▶ _GIVEN INSTRUCTION_:
Reproduce the lines below word for word, starting with the line that contains "Practice: put a marker on each instance of the rear window" and ending with the last line, including both.

== == ==

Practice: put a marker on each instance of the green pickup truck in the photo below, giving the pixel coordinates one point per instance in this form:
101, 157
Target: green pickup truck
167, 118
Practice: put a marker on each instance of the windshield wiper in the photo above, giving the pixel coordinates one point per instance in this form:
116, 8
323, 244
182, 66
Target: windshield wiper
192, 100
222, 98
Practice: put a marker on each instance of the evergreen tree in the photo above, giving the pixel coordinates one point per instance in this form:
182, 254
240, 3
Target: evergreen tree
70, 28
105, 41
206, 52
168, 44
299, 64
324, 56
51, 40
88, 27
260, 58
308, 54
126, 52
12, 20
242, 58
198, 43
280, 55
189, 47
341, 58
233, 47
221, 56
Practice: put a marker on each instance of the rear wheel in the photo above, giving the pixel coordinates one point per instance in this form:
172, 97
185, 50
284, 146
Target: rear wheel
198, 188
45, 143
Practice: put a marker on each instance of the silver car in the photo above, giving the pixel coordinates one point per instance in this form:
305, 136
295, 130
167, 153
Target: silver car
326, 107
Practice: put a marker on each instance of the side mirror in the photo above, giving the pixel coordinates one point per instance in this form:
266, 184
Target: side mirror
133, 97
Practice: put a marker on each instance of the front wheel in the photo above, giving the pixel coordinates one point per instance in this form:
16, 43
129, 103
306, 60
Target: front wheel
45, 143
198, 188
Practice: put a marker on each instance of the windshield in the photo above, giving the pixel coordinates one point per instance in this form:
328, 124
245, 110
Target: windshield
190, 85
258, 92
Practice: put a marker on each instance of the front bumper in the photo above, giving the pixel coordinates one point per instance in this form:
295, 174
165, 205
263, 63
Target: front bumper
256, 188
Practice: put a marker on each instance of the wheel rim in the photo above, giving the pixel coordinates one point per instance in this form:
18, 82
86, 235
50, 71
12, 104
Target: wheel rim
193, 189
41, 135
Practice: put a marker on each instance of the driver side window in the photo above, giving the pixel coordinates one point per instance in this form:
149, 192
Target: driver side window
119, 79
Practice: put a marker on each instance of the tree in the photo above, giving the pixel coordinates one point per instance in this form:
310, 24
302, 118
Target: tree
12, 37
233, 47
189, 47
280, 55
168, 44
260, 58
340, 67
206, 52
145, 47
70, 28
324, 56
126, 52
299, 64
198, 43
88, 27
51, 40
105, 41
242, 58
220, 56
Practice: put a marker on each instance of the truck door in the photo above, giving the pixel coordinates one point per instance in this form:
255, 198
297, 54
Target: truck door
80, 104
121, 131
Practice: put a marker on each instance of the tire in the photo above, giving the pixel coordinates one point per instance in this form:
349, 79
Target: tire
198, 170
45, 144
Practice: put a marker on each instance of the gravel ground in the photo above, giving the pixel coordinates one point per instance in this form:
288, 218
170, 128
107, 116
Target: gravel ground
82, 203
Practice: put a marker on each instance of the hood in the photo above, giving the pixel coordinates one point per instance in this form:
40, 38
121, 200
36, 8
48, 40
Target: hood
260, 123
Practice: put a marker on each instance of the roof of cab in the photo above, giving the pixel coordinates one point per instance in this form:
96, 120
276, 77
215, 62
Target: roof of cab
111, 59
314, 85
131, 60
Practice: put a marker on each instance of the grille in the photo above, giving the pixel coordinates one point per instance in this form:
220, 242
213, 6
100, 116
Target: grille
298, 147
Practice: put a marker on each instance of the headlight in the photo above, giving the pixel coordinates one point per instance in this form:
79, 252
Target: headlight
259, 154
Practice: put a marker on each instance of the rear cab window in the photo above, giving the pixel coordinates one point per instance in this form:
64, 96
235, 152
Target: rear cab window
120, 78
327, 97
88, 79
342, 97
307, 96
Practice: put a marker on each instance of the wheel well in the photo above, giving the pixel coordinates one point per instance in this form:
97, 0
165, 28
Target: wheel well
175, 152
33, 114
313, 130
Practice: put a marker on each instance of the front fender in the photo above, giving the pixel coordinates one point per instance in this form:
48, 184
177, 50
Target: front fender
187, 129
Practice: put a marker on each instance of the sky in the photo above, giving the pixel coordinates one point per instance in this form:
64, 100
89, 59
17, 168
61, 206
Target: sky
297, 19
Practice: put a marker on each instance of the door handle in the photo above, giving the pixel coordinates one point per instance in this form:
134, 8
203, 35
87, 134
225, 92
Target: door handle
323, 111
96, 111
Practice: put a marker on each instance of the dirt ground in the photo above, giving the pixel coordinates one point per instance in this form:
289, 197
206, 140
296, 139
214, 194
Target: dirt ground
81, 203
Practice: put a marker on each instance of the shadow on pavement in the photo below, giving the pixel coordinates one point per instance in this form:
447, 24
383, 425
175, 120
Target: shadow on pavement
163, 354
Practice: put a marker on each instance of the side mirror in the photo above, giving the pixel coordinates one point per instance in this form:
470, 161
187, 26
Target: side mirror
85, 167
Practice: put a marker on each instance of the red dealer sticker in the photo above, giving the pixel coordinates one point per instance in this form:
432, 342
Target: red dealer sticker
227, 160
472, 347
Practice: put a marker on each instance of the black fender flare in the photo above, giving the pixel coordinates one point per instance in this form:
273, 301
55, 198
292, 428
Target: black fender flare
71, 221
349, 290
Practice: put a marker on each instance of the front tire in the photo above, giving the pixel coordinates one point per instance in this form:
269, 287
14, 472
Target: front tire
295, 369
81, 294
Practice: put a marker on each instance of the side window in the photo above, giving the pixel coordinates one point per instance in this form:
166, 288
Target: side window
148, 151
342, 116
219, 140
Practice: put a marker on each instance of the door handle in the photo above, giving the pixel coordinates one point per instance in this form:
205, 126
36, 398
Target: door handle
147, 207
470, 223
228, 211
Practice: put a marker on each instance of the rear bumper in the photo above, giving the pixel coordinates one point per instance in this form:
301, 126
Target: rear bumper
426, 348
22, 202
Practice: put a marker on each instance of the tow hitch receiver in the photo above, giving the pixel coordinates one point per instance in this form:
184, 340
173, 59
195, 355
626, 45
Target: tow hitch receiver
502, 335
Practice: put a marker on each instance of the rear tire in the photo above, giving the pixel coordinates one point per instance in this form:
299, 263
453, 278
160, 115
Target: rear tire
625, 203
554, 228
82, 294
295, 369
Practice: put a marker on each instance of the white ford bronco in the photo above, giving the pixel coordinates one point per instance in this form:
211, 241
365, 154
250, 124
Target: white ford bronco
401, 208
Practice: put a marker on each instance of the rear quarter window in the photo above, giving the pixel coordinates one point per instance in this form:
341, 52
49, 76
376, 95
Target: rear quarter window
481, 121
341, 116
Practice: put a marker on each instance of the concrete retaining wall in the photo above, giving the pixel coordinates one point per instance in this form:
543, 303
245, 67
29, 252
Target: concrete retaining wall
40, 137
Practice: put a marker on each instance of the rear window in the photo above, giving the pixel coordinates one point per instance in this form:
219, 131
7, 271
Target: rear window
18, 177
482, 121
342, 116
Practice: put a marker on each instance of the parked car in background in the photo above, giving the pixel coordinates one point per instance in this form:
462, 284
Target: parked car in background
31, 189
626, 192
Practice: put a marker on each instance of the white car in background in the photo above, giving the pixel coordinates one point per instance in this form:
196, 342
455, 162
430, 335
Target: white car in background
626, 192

== == ==

▶ _RESULT OF THE EXERCISE_:
Practice: put a marker on each instance of the rear window in the photo above, giving the pixel coordinates one point per instance in this form:
219, 131
7, 271
Target: rear window
18, 177
482, 121
342, 116
Practice: put a marker on each instance of the parked car in background in the photo above, giving the pixel coordinates one point per instance in this form:
462, 284
Target: parked car in background
31, 189
626, 192
Practice: put a marker on each instance of the white car in background in the photo above, giving the pixel coordinates one point per instance in this form:
196, 342
455, 162
430, 335
Target: white car in background
626, 192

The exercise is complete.